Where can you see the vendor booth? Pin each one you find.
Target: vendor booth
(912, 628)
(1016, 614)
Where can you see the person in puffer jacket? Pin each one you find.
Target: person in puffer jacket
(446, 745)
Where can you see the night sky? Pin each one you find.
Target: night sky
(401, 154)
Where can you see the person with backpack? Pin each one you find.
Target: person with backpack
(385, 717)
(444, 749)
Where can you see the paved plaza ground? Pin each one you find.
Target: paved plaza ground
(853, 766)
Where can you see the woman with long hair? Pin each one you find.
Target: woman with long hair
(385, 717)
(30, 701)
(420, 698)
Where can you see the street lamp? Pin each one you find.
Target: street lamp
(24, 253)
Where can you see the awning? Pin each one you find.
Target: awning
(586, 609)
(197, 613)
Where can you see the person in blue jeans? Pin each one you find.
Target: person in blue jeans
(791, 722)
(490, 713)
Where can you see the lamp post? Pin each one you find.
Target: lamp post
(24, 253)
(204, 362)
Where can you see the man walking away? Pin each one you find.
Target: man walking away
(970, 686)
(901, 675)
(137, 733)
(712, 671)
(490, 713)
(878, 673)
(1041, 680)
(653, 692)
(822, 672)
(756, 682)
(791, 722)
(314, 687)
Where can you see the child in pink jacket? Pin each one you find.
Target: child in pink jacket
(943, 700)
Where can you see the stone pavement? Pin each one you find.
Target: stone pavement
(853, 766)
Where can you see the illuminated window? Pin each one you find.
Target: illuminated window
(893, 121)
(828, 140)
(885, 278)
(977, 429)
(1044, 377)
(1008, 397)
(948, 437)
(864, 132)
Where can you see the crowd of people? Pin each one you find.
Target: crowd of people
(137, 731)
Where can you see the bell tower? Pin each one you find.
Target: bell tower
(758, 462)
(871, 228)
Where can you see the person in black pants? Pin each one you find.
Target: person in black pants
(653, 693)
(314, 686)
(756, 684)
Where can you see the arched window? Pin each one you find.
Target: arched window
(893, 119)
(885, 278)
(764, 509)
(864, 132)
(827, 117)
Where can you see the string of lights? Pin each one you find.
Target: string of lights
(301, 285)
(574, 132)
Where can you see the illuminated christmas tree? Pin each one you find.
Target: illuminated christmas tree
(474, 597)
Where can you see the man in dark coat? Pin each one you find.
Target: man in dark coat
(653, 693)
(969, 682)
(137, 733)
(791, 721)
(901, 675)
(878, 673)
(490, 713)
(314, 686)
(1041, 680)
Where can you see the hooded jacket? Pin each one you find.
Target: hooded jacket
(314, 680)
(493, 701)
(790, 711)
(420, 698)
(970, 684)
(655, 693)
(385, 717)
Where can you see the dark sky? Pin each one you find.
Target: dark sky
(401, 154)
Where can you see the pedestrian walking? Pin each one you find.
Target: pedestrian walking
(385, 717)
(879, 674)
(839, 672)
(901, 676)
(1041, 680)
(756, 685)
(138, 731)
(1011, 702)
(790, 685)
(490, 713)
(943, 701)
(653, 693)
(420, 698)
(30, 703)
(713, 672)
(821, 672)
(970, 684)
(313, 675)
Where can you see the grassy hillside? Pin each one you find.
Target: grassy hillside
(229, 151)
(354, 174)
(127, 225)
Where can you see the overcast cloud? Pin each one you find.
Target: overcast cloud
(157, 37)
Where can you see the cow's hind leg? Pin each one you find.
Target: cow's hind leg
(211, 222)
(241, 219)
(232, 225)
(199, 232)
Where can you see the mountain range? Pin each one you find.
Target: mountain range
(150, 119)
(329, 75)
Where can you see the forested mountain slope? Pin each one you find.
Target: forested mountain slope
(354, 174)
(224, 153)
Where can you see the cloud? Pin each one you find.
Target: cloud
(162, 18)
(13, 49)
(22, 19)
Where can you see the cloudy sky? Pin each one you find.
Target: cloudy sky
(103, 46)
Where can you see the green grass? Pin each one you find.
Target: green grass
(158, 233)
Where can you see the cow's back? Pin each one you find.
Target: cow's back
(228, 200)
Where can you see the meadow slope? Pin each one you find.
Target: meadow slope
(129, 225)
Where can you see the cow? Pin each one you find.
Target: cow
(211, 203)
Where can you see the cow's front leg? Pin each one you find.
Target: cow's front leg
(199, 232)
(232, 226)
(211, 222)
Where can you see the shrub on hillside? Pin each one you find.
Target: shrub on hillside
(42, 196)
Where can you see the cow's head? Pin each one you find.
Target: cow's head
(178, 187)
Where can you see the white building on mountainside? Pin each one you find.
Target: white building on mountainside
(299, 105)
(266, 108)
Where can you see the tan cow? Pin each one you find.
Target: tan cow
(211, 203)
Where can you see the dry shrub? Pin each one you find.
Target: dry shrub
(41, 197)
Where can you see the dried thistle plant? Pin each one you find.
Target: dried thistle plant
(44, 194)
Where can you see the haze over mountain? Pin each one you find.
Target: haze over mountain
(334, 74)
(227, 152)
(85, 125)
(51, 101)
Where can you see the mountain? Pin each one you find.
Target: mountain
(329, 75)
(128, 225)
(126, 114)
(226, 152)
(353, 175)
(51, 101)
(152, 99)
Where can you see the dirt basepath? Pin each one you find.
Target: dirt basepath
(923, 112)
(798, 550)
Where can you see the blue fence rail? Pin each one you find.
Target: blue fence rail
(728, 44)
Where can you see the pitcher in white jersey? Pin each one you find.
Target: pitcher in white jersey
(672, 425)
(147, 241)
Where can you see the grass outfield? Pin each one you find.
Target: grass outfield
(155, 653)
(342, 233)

WORK INSTRUCTIONS: Using the data above, reproduce every line exactly.

COMPLETED EXERCISE:
Where can you see the vendor booth? Pin each one you find.
Target: vendor booth
(912, 628)
(1016, 614)
Where can you see the person in puffer jacket? Pin each one you find.
Target: person in puffer jacket
(446, 745)
Where can you see the night sky? Pin each one you find.
Target: night sky
(401, 154)
Where can you see the person with backpack? Pin each one you find.
Target: person with backpack
(385, 717)
(444, 749)
Where can you see the paved plaza ground? Pin each one you find.
Target: paved plaza ground
(853, 766)
Where can you see the woman with long hair? Pin each one you find.
Target: woman with long hair
(385, 717)
(30, 701)
(420, 698)
Where can you see the street lamp? Pin each one you find.
Target: street lamp
(24, 253)
Where can you see the awning? Pin each one you find.
Target: awning
(586, 609)
(197, 613)
Where can you see the person in blue jeans? Pin each one you find.
Target: person in blue jeans
(791, 722)
(490, 713)
Where can you see the lamp post? Pin each one you find.
Target: lamp post
(24, 253)
(204, 362)
Where can you see the man walking away? Pin each one you find.
Target: man walking away
(970, 686)
(901, 675)
(137, 733)
(712, 671)
(490, 713)
(878, 673)
(1041, 680)
(653, 692)
(822, 672)
(756, 682)
(791, 722)
(314, 687)
Where can you see the child in pink jacket? Pin each one you find.
Target: child in pink jacket
(943, 700)
Where can you see the stone pavement? Pin each one you find.
Target: stone pavement
(853, 766)
Where can you see the illuminated window? Pin each one you find.
Target: illuminated window
(893, 121)
(828, 140)
(885, 278)
(977, 429)
(1044, 377)
(1008, 397)
(948, 437)
(864, 132)
Where can you see the crowd of people? Pin each one you find.
Target: crowd of people
(137, 731)
Where can you see the bell tower? Pin each one you find.
Target: bell tower
(758, 462)
(871, 228)
Where can you see the person in black pants? Pin each one you find.
Target: person in black pants
(653, 693)
(314, 686)
(756, 684)
Where can you see the arched window? Pin each one you find.
Target: arched window
(893, 119)
(885, 278)
(764, 509)
(864, 132)
(827, 117)
Where can you see the string of lights? Pin each one you find.
Target: string of lights
(301, 285)
(574, 132)
Where can you see the illuminated christmas tree? Pin each one you find.
Target: illuminated christmas tree
(474, 597)
Where can you see the man in dark coat? Pin each one you find.
Target: man in dark coat
(653, 693)
(969, 682)
(137, 733)
(791, 721)
(901, 675)
(878, 673)
(490, 713)
(314, 686)
(1041, 680)
Where can you see the hooded jacket? Pin each one you find.
Target: hooded jacket
(314, 680)
(493, 701)
(790, 711)
(420, 698)
(970, 684)
(655, 693)
(385, 717)
Where can you see the dark sky? Pin each one you find.
Target: dark sky
(401, 154)
Where can you see the pedestrian walking? Pin each one you find.
Target: pedestrian walking
(385, 717)
(879, 674)
(839, 672)
(901, 676)
(1041, 680)
(756, 685)
(138, 731)
(1011, 702)
(790, 685)
(490, 713)
(943, 701)
(653, 693)
(420, 698)
(30, 703)
(713, 672)
(821, 672)
(970, 684)
(313, 675)
Where can you see the grassy hillside? Pin each one you find.
Target: grassy hillside
(229, 151)
(354, 174)
(127, 225)
Where can you see the overcast cloud? Pin each one you find.
Target: overcast cloud
(157, 37)
Where can you see the cow's hind leg? Pin each one you find.
Target: cow's hind leg
(211, 222)
(241, 219)
(232, 225)
(199, 232)
Where can you see the mountain range? Pin each one you find.
Target: mountain range
(150, 119)
(329, 75)
Where can you see the forested mountain slope? Pin each one you find.
Target: forested mountain slope
(354, 174)
(224, 153)
Where can you see the cloud? Pin each one you find.
Target: cloud
(162, 18)
(13, 49)
(22, 19)
Where can you see the cloudy sky? Pin each one you find.
Target: cloudy sky
(103, 46)
Where can you see the green grass? Pin each one you find.
Target: green grass
(158, 233)
Where can you see the cow's back? Pin each one you find.
Target: cow's back
(228, 200)
Where can you see the meadow slope? Pin each one you find.
Target: meadow slope
(129, 225)
Where can you see the cow? Pin each one you find.
Target: cow
(211, 203)
Where can you see the cow's front leg? Pin each one you find.
Target: cow's front leg
(199, 232)
(232, 226)
(211, 222)
Where can you see the shrub on hillside? Pin each one you find.
Target: shrub on hillside
(42, 196)
Where can you see the cow's head? Pin each one you find.
Target: cow's head
(178, 187)
Where can you see the white building on mountainside? Pin each one you find.
Target: white building on mountainside
(299, 105)
(266, 108)
Where can you see the tan cow? Pin each one you find.
Target: tan cow
(211, 203)
Where can you see the dry shrub? Pin each one you find.
Target: dry shrub
(41, 197)
Where can you see the dried thistle plant? Pin each one you find.
Target: dried thistle plant
(44, 194)
Where can you see the haze over mountain? Pin each one you find.
Target: haze over mountain
(334, 74)
(227, 152)
(85, 125)
(51, 101)
Where can you see the mountain? Pin each one you find.
Target: mountain
(329, 75)
(128, 225)
(126, 114)
(226, 152)
(353, 175)
(51, 101)
(152, 99)
Where can you see the dirt basepath? Pin each one you find.
Target: dirt basepath
(923, 112)
(798, 550)
Where can you see the blue fence rail? Pin each one you find.
Target: blue fence rail
(728, 44)
Where can you see the pitcher in white jersey? Pin each one you find.
Target: pitcher in white jersey
(672, 425)
(147, 241)
Where can you see the grass outfield? Pin each one you find.
Target: grass outfield
(155, 653)
(342, 233)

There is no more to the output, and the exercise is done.